■ **Exercise material**:

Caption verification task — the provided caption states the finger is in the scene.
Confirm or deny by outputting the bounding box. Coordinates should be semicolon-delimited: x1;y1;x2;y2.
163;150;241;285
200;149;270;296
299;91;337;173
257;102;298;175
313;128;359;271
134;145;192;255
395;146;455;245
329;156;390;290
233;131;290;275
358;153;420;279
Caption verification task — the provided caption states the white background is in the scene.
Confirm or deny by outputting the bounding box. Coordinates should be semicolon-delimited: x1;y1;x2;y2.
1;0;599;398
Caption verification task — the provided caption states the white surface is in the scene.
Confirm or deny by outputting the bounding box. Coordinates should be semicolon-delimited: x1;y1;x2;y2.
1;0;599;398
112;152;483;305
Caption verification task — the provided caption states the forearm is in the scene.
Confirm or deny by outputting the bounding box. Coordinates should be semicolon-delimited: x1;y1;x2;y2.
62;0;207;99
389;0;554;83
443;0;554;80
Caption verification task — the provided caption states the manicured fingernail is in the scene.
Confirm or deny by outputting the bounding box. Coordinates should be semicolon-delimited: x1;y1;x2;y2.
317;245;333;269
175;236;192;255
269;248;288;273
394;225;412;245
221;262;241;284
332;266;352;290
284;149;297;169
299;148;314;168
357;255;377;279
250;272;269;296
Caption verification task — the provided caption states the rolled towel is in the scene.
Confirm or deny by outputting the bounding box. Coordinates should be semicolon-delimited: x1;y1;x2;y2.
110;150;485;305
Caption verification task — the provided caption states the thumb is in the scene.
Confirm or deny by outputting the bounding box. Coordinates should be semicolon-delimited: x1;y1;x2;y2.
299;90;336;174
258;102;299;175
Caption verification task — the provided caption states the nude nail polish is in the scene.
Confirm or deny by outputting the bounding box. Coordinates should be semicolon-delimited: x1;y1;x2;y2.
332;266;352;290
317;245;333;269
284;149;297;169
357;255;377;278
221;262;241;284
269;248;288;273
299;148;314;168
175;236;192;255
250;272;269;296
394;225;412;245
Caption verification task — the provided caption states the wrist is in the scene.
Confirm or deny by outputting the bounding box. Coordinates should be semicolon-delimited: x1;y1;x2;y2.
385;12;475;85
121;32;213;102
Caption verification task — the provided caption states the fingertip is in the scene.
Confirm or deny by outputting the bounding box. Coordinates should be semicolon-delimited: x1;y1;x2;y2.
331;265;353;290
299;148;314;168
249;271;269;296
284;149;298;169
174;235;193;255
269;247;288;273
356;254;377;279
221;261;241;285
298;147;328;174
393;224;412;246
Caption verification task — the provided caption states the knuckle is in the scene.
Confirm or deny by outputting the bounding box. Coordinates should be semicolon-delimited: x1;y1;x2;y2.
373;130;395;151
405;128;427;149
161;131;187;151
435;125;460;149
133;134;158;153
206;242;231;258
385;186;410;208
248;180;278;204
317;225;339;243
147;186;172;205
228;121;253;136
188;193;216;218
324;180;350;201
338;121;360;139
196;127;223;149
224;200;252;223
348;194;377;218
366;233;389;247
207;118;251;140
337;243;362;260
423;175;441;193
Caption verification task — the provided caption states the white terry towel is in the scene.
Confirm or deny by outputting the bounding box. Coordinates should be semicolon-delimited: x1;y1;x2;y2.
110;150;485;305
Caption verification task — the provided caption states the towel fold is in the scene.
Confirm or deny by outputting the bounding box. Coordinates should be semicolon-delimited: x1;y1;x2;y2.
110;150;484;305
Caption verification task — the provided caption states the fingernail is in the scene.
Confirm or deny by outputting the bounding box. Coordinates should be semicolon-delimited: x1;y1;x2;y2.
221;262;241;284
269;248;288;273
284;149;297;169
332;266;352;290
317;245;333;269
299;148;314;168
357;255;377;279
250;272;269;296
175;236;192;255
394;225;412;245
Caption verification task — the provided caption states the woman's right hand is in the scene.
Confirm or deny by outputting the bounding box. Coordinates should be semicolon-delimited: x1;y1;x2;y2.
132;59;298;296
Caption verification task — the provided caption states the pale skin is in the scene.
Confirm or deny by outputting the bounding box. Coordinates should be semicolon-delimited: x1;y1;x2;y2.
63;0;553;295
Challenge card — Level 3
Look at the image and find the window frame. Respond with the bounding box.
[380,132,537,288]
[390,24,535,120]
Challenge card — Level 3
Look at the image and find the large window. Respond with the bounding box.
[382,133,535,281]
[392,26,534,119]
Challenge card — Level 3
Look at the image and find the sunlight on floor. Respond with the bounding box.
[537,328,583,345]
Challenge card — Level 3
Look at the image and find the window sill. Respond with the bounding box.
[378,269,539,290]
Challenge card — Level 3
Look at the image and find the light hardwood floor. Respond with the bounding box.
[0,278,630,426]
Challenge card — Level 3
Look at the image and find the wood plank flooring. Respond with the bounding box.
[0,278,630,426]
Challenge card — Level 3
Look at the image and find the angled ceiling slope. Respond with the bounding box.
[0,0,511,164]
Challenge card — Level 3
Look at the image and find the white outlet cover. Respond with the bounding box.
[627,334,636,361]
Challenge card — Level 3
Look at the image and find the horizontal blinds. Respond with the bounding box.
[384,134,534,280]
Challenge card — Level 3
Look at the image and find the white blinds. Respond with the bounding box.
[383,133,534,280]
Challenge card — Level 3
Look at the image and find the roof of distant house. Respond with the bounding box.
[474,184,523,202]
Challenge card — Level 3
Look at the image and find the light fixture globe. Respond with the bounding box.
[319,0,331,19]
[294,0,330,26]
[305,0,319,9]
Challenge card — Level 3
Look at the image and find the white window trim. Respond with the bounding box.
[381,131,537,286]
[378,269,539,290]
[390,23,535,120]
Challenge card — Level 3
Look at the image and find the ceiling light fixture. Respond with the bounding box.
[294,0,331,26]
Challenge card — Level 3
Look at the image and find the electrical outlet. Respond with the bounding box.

■ **What the task asks**: Please copy out each line of the material that contains the string "fingernail".

■ **Completed exercise**:
Caption verification task — the provided caption states the manicured fingernail is in the scene.
Caption verification task — the provided caption states the fingernail is in the scene.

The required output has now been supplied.